* PROBLEM DETAILS
Among the entries below, one stretch runs from the line that contains "Target: door frame" through the line that contains "x=312, y=49". Repeat that stretch exactly, ends included, and only that.

* DATASET EXCERPTS
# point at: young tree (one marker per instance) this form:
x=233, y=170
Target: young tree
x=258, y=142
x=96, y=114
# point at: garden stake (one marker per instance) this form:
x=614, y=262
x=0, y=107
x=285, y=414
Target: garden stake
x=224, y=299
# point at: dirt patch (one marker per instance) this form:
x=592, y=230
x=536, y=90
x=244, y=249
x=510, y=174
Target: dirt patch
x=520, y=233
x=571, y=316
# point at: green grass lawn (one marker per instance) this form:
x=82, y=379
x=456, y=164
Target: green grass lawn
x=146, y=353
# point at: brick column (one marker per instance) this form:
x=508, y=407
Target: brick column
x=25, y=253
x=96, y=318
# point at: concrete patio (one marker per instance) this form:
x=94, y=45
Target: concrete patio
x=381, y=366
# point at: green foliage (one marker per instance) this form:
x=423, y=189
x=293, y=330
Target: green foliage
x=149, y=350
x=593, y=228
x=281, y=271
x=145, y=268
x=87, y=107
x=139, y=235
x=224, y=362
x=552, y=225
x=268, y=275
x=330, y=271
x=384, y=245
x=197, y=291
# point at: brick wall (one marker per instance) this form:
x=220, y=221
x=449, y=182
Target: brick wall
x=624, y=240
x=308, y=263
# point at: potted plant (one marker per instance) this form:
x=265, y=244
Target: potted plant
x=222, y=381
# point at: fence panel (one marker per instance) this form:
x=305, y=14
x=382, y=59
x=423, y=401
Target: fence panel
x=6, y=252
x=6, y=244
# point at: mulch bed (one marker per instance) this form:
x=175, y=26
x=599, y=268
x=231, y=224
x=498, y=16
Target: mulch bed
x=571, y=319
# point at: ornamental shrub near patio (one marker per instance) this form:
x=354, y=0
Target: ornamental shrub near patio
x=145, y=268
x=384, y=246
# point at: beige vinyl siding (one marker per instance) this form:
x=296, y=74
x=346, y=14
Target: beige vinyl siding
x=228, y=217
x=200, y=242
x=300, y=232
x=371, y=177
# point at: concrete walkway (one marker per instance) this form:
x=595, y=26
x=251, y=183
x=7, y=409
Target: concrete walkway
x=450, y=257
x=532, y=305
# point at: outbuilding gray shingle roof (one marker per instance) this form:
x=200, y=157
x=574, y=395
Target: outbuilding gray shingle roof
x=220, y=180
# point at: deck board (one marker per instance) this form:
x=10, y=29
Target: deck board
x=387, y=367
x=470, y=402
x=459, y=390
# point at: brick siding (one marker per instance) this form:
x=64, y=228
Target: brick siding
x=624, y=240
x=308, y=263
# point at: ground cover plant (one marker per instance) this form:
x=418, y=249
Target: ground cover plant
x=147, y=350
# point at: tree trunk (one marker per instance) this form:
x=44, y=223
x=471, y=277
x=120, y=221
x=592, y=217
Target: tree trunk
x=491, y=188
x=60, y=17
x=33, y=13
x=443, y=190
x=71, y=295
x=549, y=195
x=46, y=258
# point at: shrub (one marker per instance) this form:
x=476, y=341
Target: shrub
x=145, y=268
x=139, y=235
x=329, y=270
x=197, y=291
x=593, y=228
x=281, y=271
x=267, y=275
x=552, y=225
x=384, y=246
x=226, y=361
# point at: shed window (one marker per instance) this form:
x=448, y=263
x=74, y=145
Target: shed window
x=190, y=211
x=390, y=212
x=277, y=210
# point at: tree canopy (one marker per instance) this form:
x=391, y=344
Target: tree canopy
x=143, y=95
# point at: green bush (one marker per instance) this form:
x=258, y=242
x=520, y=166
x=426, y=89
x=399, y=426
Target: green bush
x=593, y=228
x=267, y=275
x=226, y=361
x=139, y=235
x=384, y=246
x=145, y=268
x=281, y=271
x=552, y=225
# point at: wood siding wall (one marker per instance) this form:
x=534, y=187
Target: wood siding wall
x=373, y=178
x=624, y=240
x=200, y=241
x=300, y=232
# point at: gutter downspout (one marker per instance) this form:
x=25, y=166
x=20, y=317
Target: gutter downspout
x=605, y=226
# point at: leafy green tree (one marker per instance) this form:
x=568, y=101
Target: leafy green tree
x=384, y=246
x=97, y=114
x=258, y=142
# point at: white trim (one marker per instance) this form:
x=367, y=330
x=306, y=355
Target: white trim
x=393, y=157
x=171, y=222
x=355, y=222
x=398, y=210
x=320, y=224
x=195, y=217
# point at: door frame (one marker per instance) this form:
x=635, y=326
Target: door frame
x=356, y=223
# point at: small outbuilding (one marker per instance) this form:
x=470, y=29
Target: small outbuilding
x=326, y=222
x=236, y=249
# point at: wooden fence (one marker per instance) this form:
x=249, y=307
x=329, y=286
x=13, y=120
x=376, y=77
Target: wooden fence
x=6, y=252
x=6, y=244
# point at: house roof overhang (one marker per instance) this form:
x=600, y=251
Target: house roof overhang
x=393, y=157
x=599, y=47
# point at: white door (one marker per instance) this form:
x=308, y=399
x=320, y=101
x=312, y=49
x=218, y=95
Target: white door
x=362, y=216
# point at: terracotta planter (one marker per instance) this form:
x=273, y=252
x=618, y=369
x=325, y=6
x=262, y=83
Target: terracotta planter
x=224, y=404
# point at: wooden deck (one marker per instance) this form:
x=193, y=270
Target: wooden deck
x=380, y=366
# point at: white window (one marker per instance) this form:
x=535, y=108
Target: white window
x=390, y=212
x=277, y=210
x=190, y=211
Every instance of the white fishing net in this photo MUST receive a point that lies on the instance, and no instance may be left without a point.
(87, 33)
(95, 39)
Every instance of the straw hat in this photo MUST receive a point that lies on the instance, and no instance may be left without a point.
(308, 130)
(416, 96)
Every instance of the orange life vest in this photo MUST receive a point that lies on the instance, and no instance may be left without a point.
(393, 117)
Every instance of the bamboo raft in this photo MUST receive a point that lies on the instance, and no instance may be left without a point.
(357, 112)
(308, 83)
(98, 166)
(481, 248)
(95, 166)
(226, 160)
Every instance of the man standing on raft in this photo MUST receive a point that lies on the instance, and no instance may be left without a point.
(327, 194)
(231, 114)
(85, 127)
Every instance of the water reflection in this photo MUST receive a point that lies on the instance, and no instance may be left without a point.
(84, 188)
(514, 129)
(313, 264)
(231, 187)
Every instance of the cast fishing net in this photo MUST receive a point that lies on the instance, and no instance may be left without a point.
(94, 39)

* * *

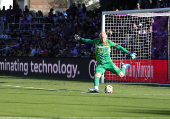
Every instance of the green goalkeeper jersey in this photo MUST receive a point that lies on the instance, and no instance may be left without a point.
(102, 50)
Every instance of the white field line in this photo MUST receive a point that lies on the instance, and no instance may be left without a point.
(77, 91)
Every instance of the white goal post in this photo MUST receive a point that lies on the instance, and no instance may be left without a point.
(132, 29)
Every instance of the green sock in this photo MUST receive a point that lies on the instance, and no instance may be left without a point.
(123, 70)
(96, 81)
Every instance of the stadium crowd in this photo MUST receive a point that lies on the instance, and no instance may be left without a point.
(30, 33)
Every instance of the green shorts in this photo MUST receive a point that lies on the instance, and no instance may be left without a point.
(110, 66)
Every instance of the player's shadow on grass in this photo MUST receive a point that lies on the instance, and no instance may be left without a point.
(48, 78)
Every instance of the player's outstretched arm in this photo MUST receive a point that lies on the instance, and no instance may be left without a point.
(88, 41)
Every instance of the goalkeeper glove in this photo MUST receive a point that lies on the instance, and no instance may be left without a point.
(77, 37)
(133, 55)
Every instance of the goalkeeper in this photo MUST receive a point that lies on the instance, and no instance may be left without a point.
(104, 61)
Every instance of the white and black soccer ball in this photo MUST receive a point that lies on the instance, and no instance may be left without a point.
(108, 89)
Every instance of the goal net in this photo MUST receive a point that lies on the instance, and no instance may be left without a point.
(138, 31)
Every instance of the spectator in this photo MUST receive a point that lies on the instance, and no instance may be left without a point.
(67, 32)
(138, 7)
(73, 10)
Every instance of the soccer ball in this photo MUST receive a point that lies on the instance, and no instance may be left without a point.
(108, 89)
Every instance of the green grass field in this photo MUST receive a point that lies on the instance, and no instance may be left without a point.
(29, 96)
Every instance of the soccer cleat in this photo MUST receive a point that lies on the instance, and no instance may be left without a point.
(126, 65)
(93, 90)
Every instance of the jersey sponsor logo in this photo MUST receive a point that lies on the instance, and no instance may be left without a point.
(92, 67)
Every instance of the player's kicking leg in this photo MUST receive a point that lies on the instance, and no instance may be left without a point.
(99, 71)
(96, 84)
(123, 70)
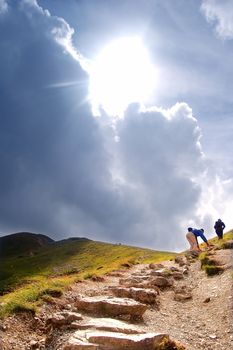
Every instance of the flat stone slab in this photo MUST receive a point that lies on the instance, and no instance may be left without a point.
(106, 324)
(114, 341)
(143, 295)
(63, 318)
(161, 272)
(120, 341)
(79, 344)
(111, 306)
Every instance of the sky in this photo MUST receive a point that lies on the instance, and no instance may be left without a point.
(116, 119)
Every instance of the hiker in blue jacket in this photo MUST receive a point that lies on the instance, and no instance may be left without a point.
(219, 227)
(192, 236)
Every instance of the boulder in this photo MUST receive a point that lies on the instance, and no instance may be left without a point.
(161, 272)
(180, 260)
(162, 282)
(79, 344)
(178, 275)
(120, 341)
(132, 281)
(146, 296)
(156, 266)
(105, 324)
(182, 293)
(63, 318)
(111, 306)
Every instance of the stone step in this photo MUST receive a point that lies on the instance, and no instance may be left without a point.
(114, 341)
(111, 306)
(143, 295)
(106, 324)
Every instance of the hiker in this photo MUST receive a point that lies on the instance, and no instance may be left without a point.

* * *

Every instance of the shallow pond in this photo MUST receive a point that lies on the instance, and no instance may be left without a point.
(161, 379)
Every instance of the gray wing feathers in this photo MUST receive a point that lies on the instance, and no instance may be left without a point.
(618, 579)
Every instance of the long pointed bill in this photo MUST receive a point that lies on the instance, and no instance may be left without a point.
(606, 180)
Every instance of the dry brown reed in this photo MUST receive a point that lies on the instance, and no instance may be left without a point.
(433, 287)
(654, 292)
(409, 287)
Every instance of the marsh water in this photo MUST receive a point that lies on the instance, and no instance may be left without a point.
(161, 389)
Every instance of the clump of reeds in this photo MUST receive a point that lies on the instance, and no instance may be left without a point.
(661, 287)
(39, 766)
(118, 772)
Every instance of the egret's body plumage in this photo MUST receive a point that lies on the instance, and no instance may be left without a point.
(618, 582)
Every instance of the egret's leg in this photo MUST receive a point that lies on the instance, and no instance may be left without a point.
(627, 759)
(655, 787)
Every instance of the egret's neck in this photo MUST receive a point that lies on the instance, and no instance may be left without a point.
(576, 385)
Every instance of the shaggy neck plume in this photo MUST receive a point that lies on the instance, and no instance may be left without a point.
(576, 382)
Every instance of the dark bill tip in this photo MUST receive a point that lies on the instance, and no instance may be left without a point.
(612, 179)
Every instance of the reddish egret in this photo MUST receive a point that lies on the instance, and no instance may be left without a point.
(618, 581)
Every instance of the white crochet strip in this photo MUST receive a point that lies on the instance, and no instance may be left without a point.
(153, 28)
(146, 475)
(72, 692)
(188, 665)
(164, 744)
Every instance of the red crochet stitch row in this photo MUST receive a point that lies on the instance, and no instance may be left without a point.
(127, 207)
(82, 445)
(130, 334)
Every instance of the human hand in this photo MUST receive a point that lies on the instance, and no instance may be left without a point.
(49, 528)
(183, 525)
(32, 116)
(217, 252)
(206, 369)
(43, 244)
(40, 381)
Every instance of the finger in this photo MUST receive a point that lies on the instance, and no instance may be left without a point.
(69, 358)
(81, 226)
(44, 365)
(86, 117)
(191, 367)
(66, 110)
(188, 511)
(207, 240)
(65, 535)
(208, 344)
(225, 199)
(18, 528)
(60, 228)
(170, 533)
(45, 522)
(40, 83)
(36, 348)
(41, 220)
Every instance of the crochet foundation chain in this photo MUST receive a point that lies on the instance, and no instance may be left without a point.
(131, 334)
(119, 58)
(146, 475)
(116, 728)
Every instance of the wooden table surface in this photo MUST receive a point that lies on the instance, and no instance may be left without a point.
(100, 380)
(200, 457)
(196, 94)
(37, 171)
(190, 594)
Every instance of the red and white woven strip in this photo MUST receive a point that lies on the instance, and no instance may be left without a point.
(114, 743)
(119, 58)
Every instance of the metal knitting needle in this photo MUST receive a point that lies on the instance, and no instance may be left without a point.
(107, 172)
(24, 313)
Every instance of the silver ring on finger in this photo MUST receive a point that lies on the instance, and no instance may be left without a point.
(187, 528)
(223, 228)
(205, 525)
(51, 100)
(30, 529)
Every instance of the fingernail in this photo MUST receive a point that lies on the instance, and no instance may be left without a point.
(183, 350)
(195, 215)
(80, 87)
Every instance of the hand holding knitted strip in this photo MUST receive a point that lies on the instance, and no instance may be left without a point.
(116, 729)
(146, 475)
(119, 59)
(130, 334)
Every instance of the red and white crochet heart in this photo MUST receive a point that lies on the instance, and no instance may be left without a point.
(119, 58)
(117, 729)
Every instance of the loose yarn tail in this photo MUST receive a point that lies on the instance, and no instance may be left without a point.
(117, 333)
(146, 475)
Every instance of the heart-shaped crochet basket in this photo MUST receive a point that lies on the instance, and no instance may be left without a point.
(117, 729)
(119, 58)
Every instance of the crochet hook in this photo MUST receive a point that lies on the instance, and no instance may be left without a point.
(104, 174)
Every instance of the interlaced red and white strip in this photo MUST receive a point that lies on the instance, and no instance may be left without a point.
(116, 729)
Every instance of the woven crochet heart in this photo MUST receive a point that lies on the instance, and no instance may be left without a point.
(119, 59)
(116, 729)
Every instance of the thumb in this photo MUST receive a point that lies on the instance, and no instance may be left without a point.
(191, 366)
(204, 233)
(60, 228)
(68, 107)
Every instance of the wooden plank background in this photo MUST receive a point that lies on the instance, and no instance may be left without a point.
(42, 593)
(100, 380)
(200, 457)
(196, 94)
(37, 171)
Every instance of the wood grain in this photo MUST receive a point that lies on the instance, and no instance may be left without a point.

* SOLUTION TO THIS TASK
Target: door frame
x=356, y=223
# point at: small outbuilding (one marker per instance) this form:
x=470, y=29
Target: small outbuilding
x=326, y=222
x=236, y=249
# point at: wooden fence (one marker per instance) this form:
x=249, y=307
x=329, y=286
x=13, y=120
x=376, y=77
Target: wooden fence
x=6, y=252
x=6, y=244
# point at: house roof overhang (one marker per instance) this form:
x=600, y=251
Target: house roof overhang
x=393, y=157
x=599, y=47
# point at: white door (one marker per instance) this form:
x=308, y=399
x=320, y=101
x=312, y=49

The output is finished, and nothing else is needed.